• PAGE EXCERPT:
=======
Re: [lttng-dev] [rp] [RFC PATCH urcu] Add last output parameter to pop/dequeue

2013-01-15 Thread Paul E. McKenney
[Sorry for the delay, finally getting back to this.]

On Mon, Dec 17, 2012 at 09:40:09AM -0500, Mathieu Desnoyers wrote:
 * Paul E. McKenney (paul...@linux.vnet.ibm.com) wrote:
  On Thu, Dec 13, 2012 at 06:44:56AM -0500, Mathieu Desnoyers wrote:
   I noticed that in addition to having:
   
   - push/enqueue returning whether the stack/queue was empty prior to the
 operation,
   - pop_all/splice, by nature, emptying the stack/queue,
   
   it can be interesting to make pop/dequeue operations return whether they
   are returning the last element of the stack/queue (therefore emptying
   it). This allow extending the test-cases covering the number of empty
   stack/queue encountered by both push/enqueuer and pop/dequeuer threads
   not only to push/enqueue paired with pop_all/splice, but also to
   pop/dequeue.
=======
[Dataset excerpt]
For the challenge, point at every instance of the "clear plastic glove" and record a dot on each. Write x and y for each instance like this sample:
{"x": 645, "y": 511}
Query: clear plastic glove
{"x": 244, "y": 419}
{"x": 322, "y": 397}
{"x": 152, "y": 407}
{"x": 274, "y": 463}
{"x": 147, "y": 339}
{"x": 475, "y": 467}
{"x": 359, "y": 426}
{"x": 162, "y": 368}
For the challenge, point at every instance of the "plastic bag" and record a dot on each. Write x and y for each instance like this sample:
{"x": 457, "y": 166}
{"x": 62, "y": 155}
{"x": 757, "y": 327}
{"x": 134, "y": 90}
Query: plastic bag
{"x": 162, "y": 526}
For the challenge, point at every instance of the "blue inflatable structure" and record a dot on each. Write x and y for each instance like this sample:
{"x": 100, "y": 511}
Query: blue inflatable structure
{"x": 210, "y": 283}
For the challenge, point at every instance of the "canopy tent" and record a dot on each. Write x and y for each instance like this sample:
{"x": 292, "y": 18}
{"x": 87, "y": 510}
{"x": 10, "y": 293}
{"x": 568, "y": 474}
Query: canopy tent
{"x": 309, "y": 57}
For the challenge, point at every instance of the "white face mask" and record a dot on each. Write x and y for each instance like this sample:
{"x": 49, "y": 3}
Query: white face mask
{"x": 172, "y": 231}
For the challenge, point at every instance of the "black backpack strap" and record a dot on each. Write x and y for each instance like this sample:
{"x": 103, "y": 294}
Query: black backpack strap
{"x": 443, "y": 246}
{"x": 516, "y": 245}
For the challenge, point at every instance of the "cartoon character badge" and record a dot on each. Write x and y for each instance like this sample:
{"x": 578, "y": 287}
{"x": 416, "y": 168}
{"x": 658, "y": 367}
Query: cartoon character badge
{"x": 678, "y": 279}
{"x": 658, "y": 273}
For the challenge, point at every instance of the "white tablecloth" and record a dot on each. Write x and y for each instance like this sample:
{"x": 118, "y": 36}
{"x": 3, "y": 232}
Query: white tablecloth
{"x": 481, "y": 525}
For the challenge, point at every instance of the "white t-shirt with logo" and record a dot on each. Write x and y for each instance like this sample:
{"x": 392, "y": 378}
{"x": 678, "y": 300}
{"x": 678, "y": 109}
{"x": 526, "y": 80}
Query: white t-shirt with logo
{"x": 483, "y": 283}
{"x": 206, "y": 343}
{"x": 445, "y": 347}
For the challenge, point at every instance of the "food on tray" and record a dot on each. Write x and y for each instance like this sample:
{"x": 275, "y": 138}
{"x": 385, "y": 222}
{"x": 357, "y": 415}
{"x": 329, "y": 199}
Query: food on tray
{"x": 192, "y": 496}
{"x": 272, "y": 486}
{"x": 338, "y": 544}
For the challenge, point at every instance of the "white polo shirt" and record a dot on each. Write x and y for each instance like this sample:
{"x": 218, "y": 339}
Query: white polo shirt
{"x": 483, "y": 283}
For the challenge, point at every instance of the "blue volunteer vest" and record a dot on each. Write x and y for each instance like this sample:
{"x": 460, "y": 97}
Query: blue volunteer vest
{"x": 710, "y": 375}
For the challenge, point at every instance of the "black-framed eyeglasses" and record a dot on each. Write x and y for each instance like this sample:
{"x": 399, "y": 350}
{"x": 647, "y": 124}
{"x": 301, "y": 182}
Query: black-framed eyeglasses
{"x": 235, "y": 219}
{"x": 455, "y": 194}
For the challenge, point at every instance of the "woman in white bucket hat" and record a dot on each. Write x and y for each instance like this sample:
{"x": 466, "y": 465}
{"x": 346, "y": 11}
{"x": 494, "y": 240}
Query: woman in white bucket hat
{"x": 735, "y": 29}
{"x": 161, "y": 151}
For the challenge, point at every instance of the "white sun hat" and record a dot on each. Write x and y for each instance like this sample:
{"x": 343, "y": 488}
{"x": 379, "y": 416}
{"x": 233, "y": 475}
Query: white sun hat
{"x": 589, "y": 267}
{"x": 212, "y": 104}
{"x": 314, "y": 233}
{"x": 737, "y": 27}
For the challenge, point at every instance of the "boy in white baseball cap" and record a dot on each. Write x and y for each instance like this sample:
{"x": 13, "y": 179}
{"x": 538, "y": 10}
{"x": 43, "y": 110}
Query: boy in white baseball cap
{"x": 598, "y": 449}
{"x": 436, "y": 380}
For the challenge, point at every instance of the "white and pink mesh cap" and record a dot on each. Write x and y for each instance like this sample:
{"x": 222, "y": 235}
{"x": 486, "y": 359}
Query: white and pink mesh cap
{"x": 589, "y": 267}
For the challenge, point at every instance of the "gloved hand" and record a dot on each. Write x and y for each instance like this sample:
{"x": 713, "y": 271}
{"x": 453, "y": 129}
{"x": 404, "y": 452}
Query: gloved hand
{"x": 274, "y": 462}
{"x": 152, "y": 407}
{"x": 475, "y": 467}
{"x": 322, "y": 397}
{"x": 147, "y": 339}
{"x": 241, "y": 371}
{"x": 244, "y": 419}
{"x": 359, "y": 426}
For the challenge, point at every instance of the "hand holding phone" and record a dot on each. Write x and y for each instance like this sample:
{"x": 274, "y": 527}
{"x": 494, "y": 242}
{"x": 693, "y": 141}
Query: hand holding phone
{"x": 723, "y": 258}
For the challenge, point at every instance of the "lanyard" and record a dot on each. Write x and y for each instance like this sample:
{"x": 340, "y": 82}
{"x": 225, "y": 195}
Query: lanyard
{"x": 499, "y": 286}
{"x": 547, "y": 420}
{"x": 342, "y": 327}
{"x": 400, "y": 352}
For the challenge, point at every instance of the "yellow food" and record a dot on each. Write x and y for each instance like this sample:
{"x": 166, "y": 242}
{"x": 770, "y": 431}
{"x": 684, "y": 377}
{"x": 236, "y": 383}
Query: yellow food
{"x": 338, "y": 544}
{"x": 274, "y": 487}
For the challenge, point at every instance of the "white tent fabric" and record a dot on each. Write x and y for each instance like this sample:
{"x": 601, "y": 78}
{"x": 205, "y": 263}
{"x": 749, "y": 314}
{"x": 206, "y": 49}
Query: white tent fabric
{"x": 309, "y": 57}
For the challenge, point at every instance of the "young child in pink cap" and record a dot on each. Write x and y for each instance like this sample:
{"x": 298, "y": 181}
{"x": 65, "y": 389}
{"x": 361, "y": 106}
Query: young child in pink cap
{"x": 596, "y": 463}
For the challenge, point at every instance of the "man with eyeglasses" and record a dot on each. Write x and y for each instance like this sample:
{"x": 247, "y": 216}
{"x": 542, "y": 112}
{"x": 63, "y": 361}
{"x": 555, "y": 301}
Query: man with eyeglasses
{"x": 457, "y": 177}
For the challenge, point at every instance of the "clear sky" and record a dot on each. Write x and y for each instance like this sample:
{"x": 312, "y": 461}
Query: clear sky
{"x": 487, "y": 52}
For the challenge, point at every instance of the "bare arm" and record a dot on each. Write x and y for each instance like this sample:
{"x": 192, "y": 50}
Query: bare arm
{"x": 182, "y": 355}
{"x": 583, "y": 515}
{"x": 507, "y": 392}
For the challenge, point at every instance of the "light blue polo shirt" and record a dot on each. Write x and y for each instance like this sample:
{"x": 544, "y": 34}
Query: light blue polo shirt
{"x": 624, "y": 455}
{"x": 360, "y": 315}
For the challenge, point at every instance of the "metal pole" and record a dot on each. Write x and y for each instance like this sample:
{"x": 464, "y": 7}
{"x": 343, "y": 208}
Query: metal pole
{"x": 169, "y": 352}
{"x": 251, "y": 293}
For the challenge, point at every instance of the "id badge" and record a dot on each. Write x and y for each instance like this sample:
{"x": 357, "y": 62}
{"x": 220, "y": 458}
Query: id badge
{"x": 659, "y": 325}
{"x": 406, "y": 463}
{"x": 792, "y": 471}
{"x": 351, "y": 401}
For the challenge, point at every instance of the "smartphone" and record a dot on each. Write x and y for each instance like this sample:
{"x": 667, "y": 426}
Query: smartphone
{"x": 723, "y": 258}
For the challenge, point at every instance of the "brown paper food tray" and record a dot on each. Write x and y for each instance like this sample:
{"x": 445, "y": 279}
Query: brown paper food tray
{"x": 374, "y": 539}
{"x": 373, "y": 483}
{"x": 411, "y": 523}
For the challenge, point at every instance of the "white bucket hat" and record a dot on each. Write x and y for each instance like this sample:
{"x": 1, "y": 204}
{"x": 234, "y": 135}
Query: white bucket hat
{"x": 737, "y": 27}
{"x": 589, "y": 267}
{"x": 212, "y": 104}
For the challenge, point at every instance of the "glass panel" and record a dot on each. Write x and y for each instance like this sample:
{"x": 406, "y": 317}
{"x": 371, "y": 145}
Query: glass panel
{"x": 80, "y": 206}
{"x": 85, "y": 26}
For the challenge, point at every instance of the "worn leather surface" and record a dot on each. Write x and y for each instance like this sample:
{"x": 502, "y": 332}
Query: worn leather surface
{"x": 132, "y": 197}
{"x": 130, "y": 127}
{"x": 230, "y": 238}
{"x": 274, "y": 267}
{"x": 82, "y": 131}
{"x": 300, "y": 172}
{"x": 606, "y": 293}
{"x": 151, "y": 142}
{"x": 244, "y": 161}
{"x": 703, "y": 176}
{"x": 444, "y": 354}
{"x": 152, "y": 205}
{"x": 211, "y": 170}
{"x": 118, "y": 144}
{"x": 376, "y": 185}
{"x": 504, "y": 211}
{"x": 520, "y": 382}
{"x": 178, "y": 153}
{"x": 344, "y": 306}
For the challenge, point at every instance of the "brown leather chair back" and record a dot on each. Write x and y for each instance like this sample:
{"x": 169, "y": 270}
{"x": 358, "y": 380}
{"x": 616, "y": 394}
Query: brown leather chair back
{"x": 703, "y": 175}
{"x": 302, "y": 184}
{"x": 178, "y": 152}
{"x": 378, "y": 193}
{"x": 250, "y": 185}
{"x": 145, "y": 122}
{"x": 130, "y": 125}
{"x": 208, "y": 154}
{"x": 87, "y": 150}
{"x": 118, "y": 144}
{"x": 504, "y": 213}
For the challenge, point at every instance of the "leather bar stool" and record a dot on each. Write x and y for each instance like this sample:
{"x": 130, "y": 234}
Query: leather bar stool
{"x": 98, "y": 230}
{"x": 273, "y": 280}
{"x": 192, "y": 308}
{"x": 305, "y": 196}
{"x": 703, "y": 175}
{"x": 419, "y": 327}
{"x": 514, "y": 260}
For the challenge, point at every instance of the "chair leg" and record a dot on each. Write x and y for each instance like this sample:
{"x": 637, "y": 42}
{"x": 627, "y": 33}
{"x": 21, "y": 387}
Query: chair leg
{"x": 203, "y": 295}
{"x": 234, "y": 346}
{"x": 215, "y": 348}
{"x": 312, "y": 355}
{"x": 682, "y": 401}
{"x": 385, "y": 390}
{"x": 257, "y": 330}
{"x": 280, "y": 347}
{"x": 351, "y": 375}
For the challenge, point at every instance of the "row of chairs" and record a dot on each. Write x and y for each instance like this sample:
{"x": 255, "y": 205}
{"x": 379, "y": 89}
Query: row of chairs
=======
• WHAT THIS EXERCISE ASKS:
- 1) Reproduce the portion of the urcu patch discussion from "- push/enqueue returning" to "pop/dequeue.".
- 2) According to the urcu patch discussion, what would the proposed change make pop/dequeue operations return?

• RESPONSES IN ORDER:
- 1)
- push/enqueue returning whether the stack/queue was empty prior to the
 operation,
   - pop_all/splice, by nature, emptying the stack/queue,
   
   it can be interesting to make pop/dequeue operations return whether they
   are returning the last element of the stack/queue (therefore emptying
   it). This allow extending the test-cases covering the number of empty
   stack/queue encountered by both push/enqueuer and pop/dequeuer threads
   not only to push/enqueue paired with pop_all/splice, but also to
   pop/dequeue.

- 2) Whether they are returning the last element of the stack/queue, thereby emptying it.